— Texte du document —
• • •
19 septembre 2025

Le cas Arnaud Darricau: un "accident mortel " en question

 

Arnaud Darricau (1911-1944)

Un "accident mortel" en question

Bayonne, camp d’internement du Polo Beyris 

Le Courrier, quotidien local du mercredi 29 novembre 1944 a rapporté en page 2

Accident mortel à Beyris

"Cette nuit, au Polo de Beyris, un détenu, M.Darricau, de Mouguerre, a quitté le camp réservé aux hommes, pour communiquer avec sa femme. Il a été aperçu par une sentinelle qui, après lui avoir fait les sommations d’usage auxquelles il n’a pas obtempéré, a tiré un coup de feu. Gravement atteint M.Darricau a été transporté à l’hôpital de Bayonne où il est mort peu après."

Cette tragique histoire est revenue en mars 2012 sur le blog de l’historien Jacky Tronel,  Histoire pénitentiaire et Justice militaire. «. Depuis, des renseignements complémentaires ont été obtenus par des archives dispersées. Elles sont plus ou moins ouvertes au public. Ainsi, un petit dossier d’enquête, découvert incidemment dans la multitude non référencée des 300 cartons du commissariat de police de Bayonne. La recherche sur les circonstances de la mort d’Arnaud Darricau a été menée au pas de charge par Julien Duhau, commissaire de police. Il en résulte :

·         La victime doit son internement pour des motifs de collaboration et dénonciation à l’ennemi, sans autres précisions. Nous reviendrons plus longuement  dans un  article à paraître  sur cette incrimination qui s’applique à des  relations conflictuelles entre particuliers .

·         Par quatre fois, Darricau  a contrevenu à l’interdiction de communiquer avec une femme, également détenue.

·         Enfin, le coup de fusil a été tiré après une injonction injurieuse lancée à l’adresse du garde.

Sauf que cette restitution inspire des doutes :

La sentinelle Ahmed Daho, est l’unique déclarant présent du début à la fin des faits,

Aucun témoin pour attester les paroles injurieuses,

Aucune personne pour garantir la déclaration  de Madame Darricau qui prétend être restée à l’intérieur de sa baraque.

 

L’acte d’état civil dressé dans l’après-midi du 29 novembre sur la déclaration de Laurent Mihure sous brigadier de police, indique que le décès de Darricau  est survenu quartier Saint Léon, Beyris, Camp du Polo.


Enfin dernière pièce qui pose problème, la curieuse réponse de l’administration du ministère de l’Intérieur à une requête en date du 20 juin 1946 par laquelle Mme Vve DARRICAU demande une indemnité à l’occasion de son mari tué accidentellement camp du Polo à Bayonne où il était interné.

En raison de la dissolution du bureau des camps il ne m’a pas été possible d’effectuer l’enquête qui permettra de déterminer si le décès de M.DARRICAU est bien du à une faute de service qui entraînerait la responsabilité de l’Administration.
• • •
— Tâches à réaliser —
[a] D'après le texte sur la mort d'Arnaud Darricau, qui est l'unique déclarant présent du début à la fin des faits ?
[b] Poursuivez le texte sur la mort d'Arnaud Darricau à partir de sa dernière phrase.
• • •
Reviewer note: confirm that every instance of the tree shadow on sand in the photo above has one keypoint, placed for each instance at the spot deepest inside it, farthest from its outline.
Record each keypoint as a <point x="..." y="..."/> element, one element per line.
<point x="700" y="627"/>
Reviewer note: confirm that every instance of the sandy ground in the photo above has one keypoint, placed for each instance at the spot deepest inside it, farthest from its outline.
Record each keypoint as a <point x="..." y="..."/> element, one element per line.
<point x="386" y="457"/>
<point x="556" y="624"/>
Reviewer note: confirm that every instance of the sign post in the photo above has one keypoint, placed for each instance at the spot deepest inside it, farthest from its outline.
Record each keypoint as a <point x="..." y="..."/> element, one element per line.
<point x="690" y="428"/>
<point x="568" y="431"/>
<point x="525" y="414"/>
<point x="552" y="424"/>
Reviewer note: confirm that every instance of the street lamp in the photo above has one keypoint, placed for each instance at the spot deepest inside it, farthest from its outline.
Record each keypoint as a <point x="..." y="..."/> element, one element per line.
• • •
— Réponses —
[a] La sentinelle Ahmed Daho.

[b]
Source:Archives Nationales F/7/15104

 

Que s’est-il réellement passé mardi 28 novembre 1944 dans l’enceinte du camp du Polo Beyris ? La déclaration du lieutenant Jean Villenave (pièce N°7) est éclairante :

La consigne donnée aux hommes de garde est la suivante :

Pour toute tentative d’évasion, soit à l’extérieur soit à l’intérieur du camp, la sentinelle doit faire trois sommations disant : » halte là où je tire ». Les sommations n’aboutissant pas, on doit régulièrement tirer un coup en l’air.

Je dois reconnaître que le caporal DAHO aurait dû hier soir, avant de tirer sur DARRICAU, tirer un coup en l’air. Je suis persuadé que s’il en fut autrement, c’est à cause de l’injure qu’il venait d’essuyer qu’il n’a pas tout d’abord tiré un coup en l’air.

Je dois vous dire que le caporal DAHO est un excellent soldat et que pour cette raison, il a été choisi pour être garde au Polo et y assurer un service délicat.

 

_Pièce N°1_LE COMMISSAIRE DE POLICE

à

Monsieur le PROCUREUR DE LA RÉPUBLIQUE A BAYONNE

J’ai l’honneur de vous faire connaître qu’hier soir 28 novembre courant, vers 19h45,un détenu du camp du Polo de Beyris ; nommé DARRICAU Arnaud (dit Adrien) âgé de 33 ans, né à Mouguerre le 29 septembre 1911, affecté à la baraque N°42 ,a essuyé un coup de fusil de la part du caporal de garde DAHO AHMED, né en 1916, au DOUAR FLITA (commune PLANCHA (ORAN).

Blessé grièvement à la poitrine ; il a été transporté dans une ambulance réquisitionnée par mon service, d’abord à la clinique DELAY, d’où, faute de place, il a été dirigé sur l’hôpital St Léon où il est décédé en arrivant. Le cadavre a été de ce fait déposé à la morgue du Cimetière St Léon par ordre du Lieutenant du Camp .M.MOURGUIART, qui avait accompagné le blessé.

Sitôt prévenu, je me suis rendu sur les lieux accompagné de Mr. NOEL, Secrétaire Principal de Police.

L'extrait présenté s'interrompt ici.